• Trecho do documento:
Diretor do programa de estudos latino-americanos da Rutgers University, de Nova Jersey,
Martínez falou à Folha, por telefone.
(SYLVIA COLOMBO)
Folha - Como Cervantes influencia a literatura latino-americana?
Tomás Eloy Martínez - Todos
nascemos de Cervantes. Assim
como Cervantes nasce das novelas de cavalaria, os latino-americanos nascemos de Cervantes e
das crônicas das Índias. O realismo mágico, o maravilhoso, já
estão ali. A mulher como figura
emblemática, sublime e inalcançável, e também
a mulher como
encarnação do
pecado, a prostituta. Os dois extremos da visão
da mulher na literatura masculina vêm de Cervantes. Também nele está
um elemento
importante para
a literatura latino-americana,
que é a escritura
como felicidade.
Isso se encontra
até em autores
infelizes ou desgraçados, como
Euclides da Cunha, ou em outros, como Rubem Fonseca,
Nélida Piñon ou
Chico Buarque.
Folha - Cervantes contribuiu
para criar a sensibilidade moderna?
Martínez - Por
um lado, Cervantes foi um
símbolo da Contra-reforma que
estava no apogeu na Espanha.

• Instrução dada 1:
Nas entradas, renomeie "black pants" para "dark trousers" nas linhas que começam na que contém "In the picture above, where can the dog's open" e seguem até o fim das entradas. Reproduza apenas essas linhas, com todo o resto inalterado.

Registros de origem

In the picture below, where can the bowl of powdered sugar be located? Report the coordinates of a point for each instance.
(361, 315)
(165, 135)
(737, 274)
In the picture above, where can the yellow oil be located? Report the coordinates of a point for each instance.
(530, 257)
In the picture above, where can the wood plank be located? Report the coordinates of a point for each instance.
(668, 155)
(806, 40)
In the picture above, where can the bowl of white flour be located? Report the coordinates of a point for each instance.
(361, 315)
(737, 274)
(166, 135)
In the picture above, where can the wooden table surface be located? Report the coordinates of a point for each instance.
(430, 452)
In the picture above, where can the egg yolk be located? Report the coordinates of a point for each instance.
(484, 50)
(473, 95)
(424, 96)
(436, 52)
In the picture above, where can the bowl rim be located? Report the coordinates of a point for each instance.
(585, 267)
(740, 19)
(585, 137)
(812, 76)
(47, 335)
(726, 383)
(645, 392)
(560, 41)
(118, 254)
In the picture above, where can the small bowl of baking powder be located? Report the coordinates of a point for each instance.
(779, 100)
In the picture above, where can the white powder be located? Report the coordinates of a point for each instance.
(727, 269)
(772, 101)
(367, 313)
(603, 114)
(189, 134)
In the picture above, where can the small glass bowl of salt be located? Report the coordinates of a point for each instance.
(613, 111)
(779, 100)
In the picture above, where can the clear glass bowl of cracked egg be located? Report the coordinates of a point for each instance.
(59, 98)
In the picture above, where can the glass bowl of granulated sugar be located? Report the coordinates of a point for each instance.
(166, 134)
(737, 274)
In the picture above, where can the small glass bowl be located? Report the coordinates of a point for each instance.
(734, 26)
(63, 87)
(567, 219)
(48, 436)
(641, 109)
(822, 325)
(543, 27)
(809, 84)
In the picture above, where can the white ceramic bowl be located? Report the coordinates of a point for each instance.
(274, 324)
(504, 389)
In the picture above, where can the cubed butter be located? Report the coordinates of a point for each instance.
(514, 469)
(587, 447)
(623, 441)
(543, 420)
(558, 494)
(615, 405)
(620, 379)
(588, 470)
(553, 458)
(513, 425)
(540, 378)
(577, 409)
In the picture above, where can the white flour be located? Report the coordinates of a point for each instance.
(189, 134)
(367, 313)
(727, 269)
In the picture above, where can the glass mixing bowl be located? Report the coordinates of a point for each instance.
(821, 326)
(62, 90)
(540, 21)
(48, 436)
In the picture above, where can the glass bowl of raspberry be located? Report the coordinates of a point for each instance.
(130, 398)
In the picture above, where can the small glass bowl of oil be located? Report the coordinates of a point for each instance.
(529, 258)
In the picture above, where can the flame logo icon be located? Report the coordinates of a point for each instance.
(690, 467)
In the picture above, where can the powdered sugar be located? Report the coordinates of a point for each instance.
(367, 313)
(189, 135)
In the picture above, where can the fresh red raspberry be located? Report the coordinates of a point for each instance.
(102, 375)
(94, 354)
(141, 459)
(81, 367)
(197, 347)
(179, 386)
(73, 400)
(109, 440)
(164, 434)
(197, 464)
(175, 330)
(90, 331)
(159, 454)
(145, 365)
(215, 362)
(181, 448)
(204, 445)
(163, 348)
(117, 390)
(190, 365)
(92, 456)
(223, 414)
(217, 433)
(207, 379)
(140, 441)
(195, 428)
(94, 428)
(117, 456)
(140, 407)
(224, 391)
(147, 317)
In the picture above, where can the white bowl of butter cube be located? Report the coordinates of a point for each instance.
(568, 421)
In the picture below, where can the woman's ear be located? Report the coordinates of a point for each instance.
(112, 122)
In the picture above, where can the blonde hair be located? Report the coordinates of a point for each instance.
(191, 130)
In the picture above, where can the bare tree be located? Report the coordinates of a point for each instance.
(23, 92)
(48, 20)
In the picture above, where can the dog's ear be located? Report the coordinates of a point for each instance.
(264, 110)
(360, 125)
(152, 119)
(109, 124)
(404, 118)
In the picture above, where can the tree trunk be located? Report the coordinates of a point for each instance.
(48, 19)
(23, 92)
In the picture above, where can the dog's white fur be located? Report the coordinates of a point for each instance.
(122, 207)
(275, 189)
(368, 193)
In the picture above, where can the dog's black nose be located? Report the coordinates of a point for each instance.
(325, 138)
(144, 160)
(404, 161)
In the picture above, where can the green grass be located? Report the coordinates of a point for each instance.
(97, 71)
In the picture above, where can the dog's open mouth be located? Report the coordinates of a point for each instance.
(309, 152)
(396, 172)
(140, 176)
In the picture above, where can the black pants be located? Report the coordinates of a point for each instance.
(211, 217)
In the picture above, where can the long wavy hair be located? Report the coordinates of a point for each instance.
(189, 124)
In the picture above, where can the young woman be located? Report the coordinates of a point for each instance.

• Instrução dada 2:
Transcreva, sem alterações, a parte do trecho sobre Cervantes que começa em "Isso se encontra" e segue até "apogeu na Espanha.".

• Resultado da tarefa 1:
In the picture above, where can the dog's open mouth be located? Report the coordinates of a point for each instance.
(309, 152)
(396, 172)
(140, 176)
In the picture above, where can the dark trousers be located? Report the coordinates of a point for each instance.
(211, 217)
In the picture above, where can the long wavy hair be located? Report the coordinates of a point for each instance.
(189, 124)
In the picture above, where can the young woman be located? Report the coordinates of a point for each instance.

• Resultado da tarefa 2:
Isso se encontra
até em autores
infelizes ou desgraçados, como
Euclides da Cunha, ou em outros, como Rubem Fonseca,
Nélida Piñon ou
Chico Buarque.
Folha - Cervantes contribuiu
para criar a sensibilidade moderna?
Martínez - Por
um lado, Cervantes foi um
símbolo da Contra-reforma que
estava no apogeu na Espanha.